* [Source passage]:
********************

Foxy Brown's Endless Reign of Terror
The time: 1 p.m.
The date: May 1st
The place: 123 Mercer Street
Sighted: "Saw Foxy Brown at Agent Provocateur. The store girl was helping a customer when Foxy freaked on her for not helping her instead and started screaming in her face. She made the cute girl cry."
To every generation a musical prodigy is born. In the nineteenth century, it was Beethoven. Today, it is Foxy Brown. But the comparisons between Beethoven and Foxy do not stop at the eerily similar Ninth Symphony and Ill Na Na. Forced into isolation by virtue of their rare genius, both were ironically and tragically afflicted with profound deafness, Beethoven in his Vienna apartment, and Foxy in the studio with Jay-Z. Fortunately for Foxy, breakthroughs in medicine have allowed her to regain her precious hearing, but modern science could not cure the emotional scars.
Foxy's illness set her upon a path of erratic and dangerous behavior. Like Beethoven before her, Foxy punched and kicked two nail-salon manicurists, and was sentenced to three years' probation and anger management classes. Also like Beethoven, Foxy threw hair glue at a beauty supply store manager and spit on him. And now, the virtuoso has successfully broadened her reign of terror to include not only physical assaults on beauty industry professionals, but also verbal and email threats to deli owners, lingerie salespeople, personal assistants and innocent bystanders. It seems clear that with a rap sheet as comprehensive and as diverse as Foxy's, her abuse is merely another expression of her genius. After all, genius and abuse go hand in hand across the artistic spectrum, and it is no coincidence that Naomi Campbell, a good friend of Foxy's, needs to abuse her assistants as part of the unfettered expression of her beauty.

********************

* [Using the information]:
(a) List every group of people that the Foxy Brown piece says she has threatened verbally and by email.
(b) According to the Foxy Brown piece, what sentence did she receive for punching and kicking two nail-salon manicurists?
(c) Continue the Foxy Brown piece from its final sentence, keeping its tone.

* [Recorded information]:
********************

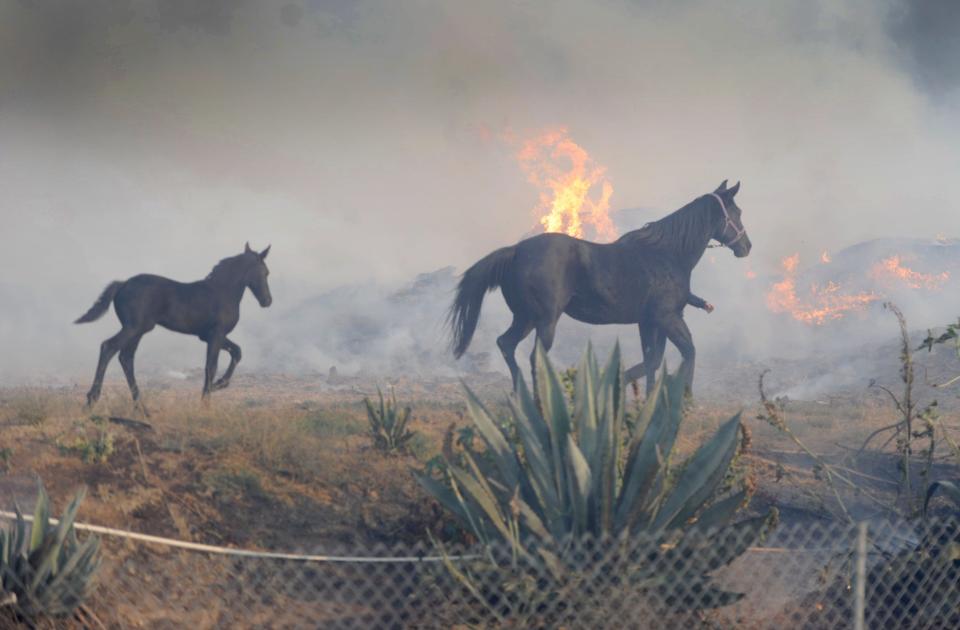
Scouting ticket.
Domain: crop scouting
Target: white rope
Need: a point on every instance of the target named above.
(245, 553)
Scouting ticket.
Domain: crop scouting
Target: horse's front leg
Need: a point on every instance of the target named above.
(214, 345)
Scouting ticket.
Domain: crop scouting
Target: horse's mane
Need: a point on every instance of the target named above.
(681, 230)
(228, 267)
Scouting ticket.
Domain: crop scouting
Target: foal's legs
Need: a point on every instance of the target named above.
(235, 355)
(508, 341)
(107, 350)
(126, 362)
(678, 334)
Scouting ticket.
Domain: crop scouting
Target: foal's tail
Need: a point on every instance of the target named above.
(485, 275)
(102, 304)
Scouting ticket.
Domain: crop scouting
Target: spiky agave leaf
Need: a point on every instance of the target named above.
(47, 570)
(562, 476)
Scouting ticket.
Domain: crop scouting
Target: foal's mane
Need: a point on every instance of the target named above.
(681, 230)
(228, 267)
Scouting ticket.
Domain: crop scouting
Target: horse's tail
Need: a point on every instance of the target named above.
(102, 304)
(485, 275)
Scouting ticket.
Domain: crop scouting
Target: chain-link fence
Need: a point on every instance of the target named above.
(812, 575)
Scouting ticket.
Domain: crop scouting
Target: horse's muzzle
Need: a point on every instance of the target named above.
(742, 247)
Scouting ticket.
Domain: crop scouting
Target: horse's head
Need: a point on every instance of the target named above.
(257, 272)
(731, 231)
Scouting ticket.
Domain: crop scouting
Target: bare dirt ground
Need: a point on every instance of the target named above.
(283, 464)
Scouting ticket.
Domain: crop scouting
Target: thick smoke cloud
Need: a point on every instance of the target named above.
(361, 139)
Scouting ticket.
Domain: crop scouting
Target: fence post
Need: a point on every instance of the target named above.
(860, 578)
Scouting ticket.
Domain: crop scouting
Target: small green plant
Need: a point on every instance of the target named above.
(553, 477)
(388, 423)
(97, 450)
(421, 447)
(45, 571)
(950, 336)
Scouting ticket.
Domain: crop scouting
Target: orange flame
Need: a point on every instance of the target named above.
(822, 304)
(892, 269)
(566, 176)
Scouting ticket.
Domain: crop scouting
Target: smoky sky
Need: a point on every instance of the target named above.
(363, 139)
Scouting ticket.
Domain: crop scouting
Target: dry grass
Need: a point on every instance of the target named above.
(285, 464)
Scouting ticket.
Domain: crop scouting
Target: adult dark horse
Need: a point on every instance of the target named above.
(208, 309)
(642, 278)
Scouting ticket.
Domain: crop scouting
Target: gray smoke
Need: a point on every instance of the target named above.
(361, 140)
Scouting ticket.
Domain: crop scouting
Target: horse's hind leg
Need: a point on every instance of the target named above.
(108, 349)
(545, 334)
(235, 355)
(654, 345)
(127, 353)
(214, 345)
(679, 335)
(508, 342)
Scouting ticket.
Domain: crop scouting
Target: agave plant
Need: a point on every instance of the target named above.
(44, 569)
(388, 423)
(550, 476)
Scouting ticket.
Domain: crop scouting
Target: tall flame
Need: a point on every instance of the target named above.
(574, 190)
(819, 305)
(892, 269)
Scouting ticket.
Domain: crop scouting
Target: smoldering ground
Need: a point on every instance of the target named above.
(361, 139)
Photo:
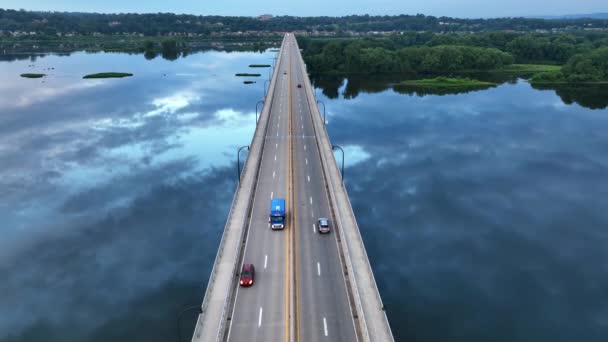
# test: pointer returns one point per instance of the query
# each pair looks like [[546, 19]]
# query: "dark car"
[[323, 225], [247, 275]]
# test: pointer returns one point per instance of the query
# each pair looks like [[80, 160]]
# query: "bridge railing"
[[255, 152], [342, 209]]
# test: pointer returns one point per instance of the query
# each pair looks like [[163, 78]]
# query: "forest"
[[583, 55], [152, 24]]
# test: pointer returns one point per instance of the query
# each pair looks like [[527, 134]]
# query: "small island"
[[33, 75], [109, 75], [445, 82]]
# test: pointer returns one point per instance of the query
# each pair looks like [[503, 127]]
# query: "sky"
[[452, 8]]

********************

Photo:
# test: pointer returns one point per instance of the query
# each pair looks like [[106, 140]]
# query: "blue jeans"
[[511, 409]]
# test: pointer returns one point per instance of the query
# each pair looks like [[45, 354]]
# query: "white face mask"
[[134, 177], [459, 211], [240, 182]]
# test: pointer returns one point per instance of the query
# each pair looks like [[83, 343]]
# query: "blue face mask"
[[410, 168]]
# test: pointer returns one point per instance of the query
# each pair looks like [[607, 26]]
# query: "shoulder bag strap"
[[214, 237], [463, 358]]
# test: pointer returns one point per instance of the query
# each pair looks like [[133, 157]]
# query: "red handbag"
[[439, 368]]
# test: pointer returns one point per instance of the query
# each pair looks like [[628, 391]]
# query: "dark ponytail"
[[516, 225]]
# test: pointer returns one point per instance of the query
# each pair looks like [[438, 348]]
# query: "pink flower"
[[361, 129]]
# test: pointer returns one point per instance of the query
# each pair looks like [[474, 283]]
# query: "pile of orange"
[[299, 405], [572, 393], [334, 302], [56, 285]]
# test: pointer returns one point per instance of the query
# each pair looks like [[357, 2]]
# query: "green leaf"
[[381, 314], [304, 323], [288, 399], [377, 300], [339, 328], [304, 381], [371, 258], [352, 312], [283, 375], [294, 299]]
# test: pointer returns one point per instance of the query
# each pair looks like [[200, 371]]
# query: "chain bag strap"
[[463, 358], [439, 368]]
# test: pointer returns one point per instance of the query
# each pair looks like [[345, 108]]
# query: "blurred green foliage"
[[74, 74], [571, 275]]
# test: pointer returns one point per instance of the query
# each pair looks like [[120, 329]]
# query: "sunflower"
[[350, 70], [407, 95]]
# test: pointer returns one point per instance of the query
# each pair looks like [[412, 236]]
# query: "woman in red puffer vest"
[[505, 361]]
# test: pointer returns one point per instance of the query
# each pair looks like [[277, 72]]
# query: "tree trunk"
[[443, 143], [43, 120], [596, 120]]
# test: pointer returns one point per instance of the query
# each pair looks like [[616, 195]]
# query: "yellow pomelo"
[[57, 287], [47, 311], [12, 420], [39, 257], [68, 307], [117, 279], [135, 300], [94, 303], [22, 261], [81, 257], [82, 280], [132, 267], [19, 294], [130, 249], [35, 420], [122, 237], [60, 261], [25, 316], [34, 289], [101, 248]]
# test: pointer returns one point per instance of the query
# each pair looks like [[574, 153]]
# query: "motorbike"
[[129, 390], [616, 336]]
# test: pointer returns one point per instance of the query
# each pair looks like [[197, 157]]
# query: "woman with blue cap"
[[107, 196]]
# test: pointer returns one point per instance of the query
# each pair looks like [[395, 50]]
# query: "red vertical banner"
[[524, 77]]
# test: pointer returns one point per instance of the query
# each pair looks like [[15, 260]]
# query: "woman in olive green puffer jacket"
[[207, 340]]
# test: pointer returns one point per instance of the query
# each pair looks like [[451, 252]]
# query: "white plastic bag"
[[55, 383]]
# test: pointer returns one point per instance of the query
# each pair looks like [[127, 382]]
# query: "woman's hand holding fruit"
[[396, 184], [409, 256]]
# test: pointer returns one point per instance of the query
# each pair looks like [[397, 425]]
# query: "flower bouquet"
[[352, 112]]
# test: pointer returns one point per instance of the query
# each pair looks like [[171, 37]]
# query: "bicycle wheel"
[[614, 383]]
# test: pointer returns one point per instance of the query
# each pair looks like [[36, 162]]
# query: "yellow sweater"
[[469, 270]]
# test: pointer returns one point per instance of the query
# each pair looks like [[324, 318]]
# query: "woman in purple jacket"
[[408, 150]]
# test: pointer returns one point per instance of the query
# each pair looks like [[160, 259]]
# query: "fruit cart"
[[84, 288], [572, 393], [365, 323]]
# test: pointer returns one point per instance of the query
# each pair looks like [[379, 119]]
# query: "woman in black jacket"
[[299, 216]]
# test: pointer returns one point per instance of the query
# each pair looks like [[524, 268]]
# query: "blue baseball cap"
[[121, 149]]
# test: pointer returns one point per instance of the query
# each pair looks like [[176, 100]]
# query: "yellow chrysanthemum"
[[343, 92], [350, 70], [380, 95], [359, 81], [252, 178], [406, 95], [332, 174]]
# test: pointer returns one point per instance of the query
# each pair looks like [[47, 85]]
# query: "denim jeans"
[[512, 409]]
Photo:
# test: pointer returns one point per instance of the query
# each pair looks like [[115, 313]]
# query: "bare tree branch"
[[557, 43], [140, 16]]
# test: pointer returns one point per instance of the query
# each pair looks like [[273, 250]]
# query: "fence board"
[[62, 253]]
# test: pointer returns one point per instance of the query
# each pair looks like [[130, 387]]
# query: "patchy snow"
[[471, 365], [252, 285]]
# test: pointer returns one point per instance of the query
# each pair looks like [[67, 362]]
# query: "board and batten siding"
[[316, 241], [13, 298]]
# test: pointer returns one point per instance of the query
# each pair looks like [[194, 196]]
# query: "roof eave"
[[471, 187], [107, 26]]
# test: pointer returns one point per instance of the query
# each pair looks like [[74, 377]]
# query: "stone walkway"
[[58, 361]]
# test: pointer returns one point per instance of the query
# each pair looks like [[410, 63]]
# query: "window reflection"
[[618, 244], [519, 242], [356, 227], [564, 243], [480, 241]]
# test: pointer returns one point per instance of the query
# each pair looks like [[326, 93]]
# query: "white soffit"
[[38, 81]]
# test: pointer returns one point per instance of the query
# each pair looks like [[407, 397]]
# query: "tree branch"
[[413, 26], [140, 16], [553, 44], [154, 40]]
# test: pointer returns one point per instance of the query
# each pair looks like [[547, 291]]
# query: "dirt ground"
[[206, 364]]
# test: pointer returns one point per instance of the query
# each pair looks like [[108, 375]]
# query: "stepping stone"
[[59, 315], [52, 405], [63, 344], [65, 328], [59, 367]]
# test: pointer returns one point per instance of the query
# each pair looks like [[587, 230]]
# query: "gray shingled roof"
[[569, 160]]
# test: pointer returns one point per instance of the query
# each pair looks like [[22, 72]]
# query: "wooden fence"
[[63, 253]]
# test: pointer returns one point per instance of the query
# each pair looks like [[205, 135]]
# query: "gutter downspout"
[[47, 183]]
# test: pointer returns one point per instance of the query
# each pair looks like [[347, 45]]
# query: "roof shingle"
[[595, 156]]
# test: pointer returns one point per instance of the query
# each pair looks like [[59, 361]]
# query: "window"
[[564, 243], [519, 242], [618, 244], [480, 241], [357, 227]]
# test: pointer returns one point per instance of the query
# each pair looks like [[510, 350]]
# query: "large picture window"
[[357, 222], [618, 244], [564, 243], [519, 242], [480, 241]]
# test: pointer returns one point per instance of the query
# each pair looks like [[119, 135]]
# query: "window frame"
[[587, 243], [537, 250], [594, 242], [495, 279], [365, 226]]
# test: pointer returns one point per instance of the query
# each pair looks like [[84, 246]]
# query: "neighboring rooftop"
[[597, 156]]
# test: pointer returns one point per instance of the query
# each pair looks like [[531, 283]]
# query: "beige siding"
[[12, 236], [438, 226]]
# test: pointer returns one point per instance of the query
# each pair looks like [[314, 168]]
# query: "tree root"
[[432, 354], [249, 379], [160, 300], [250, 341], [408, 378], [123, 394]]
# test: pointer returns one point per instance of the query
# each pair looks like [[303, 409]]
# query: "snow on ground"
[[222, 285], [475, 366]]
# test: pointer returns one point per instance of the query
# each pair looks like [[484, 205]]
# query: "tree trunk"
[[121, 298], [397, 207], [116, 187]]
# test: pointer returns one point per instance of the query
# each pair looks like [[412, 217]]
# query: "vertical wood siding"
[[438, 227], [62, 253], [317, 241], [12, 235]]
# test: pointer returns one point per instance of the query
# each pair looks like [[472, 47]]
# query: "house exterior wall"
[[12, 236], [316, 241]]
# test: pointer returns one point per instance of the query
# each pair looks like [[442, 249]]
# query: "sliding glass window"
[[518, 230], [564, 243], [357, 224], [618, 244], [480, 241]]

********************

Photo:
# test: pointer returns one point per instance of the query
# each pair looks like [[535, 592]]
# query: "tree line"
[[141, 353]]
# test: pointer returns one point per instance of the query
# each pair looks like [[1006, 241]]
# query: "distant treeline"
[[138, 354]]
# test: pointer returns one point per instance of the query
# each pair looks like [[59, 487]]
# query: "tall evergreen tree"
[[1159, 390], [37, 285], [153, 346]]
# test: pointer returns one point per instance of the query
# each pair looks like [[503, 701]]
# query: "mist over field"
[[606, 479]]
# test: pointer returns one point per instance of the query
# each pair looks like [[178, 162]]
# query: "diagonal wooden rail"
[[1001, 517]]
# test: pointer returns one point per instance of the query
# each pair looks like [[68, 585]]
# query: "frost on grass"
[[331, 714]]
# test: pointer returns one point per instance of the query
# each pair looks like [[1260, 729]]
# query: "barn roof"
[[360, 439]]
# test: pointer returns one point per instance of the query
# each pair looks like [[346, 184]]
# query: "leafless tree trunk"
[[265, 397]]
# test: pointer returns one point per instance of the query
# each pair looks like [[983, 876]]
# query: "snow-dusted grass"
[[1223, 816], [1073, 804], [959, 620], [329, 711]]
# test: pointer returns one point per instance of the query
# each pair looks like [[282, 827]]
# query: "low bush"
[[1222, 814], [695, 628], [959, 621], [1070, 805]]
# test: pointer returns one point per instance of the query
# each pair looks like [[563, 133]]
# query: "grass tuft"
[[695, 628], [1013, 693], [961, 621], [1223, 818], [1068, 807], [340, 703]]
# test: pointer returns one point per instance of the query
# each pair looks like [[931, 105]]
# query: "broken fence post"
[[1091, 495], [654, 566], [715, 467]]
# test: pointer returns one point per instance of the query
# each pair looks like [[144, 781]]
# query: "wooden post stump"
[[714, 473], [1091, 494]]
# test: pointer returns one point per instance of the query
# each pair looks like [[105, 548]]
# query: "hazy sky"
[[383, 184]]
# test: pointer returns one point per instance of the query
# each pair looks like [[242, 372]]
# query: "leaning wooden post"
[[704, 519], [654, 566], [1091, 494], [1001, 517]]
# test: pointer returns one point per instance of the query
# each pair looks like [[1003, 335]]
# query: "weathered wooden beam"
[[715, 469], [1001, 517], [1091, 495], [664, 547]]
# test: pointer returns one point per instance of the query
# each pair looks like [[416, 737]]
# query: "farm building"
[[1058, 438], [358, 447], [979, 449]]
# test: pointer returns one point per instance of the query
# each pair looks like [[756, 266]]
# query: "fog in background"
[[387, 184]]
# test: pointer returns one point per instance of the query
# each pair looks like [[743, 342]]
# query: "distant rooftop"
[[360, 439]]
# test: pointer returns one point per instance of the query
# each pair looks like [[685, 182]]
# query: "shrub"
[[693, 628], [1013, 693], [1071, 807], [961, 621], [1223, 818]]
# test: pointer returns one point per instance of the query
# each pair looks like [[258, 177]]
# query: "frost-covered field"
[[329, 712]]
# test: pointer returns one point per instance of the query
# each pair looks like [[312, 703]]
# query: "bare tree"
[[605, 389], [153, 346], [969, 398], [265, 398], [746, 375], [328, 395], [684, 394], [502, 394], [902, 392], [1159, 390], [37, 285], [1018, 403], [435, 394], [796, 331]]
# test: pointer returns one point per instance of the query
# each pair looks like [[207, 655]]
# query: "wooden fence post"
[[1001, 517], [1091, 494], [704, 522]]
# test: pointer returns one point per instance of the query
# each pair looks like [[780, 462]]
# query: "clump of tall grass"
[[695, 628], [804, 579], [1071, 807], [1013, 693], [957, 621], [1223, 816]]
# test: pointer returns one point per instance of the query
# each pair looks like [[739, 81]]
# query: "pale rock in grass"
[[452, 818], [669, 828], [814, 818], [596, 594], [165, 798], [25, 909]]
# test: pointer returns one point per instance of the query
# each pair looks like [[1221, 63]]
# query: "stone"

********************

* [Answers for the tasks]:
(a) Deli owners, lingerie salespeople, personal assistants, and innocent bystanders.

(b) Three years' probation and anger management classes.

(c)
But Foxy and Naomi's abuse serves an important social function as well. It reminds us that there are indeed two classes of people—celebrities and everyone else, and the latter group is basically worthless. Celebrities, by virtue of their genetic superiority, superior wealth, and general superior nature, have earned the right to abuse non-celebrities. If we lose a few manicurists and Agent Provocateur salespeople at the hands of a musical genius, that is indeed a small price to pay to maintain "the last real bitch alive." Consider it collateral damage in the ongoing struggle to maintain celebrity culture for our generation and for those to come.